▶ **AIM OF THE TASK**: Please copy every line from the following entries in which the word "format" appears.

▶ **EXERCISE DATA**:
□ □ □ □ □
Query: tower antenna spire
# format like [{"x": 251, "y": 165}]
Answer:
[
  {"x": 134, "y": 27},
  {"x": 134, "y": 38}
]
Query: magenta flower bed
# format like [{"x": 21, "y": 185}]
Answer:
□ □ □ □ □
▶ **RESPONSE TO THE EXERCISE**:
# format like [{"x": 251, "y": 165}]
# format like [{"x": 21, "y": 185}]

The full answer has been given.